MISE EN PRATIQUE:
1. Selon l'entretien, pourquoi Dimitra Fimi et Andrew Higgins ont-ils répondu à ces questions ? Expliquez-le en une à trois phrases.
2. Traduisez en anglais la phrase suivante de l'entretien : « Je suis spécialiste de Tolkien et de la littérature fantasy. »

EXTRAIT À LIRE:
|---|

Interview de Dimitra Fimi et Andrew Higgins

A Secret ViceInterview réalisée par mail en avril 2016 par Vivien Stocker.
À l'occasion de la sortie de l'ouvrage A Secret Vice, Dimitra Fimi et Andrew Higgins, les éditeurs, ont généreusement accepté de répondre à nos questions.

Vivien Stocker : Tout d’abord, pouvez-vous vous présenter, ainsi que vos travaux, à notre public français ?

Dimitra Fimi : Je suis le Dr. Dimitra Fimi, Maître de Conférences en anglais à l’Université Cardiff Metropolitan, au Pays de Galles. Je suis spécialiste de Tolkien et de la littérature fantasy. Je donne également des conférences sur le médiévalisme, les mythes et le folklore, la littérature jeunesse et la science fiction. Je suis l’auteure de Tolkien, Race and Cultural History: From Fairies to Hobbits (Palgrave Macmillan, 2008), qui fut récompensé du prix Mythopoeic de la meilleure étude sur les Inklings et nommé au prix Katharine Briggs Folklore. Actuellement, je travaille sur un nouveau livre, Celtic Myth in Contemporary Children’s Fantasy, sur les mythes celtiques dans la fantasy jeunesse contemporaine (à paraître chez Palgrave Macmillan). Mes autres travaux récents comprennent des chapitres pour Critical Insights: The Fantastic (Salem Press, 2013), Tolkien: The Forest and the City (Four Courts Press, 2013) et A Companion to J.R.R. Tolkien (Blackwell, 2014). Mes site internet et blog sont accessibles à l’adresse : http://dimitrafimi.com/
Andrew Higgins : Je suis le Dr. Andrew Higgins, chercheur spécialiste de Tolkien. Mes principaux sujets de recherche portent sur l’exploration du rôle de l’invention linguistique dans les travaux de fiction ; y compris une analyse descriptive et philologique approfondie des langues de Tolkien. Ma thèse de doctorat, The Genesis of Tolkien's Mythology, qui fut supervisée par le Dr. Dimitra Fimi, explorait la nature interdépendante entre mythe et langage dans les premiers travaux de Tolkien sur son légendaire, qui trouvent leur apogée dans Le Livre des Contes Perdus. Je viens également de terminer de mener un cours de 13 semaines sur Tolkien et l’invention linguistique via l’Université Signum/Institut Mythgard, qui propose des cours en ligne sur Tolkien, la littérature fantasy et science-fictionnelle, et le langage. La journée (et beaucoup de nuits !), je suis le directeur du développement à l’opéra de Glyndebourne, dans le Sussex de l’est en Angleterre. En 2016, je donnerai des conférences sur Tolkien et le langage dans plusieurs congrès sur Tolkien et le Moyen-âge. Je tiens un blog (http://wotanselvishmusings.blogspot.co.uk) et je suis également sur Academia.edu.

|---|

LES DONNÉES:
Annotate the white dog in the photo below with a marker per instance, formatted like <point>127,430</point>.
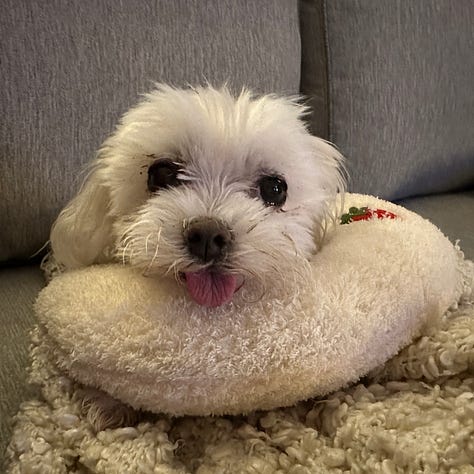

|---|

CORRIGÉ:
1. Ils ont répondu à l'occasion de la sortie de l'ouvrage A Secret Vice. Ils en sont les éditeurs.

2. I am a specialist in Tolkien and fantasy literature.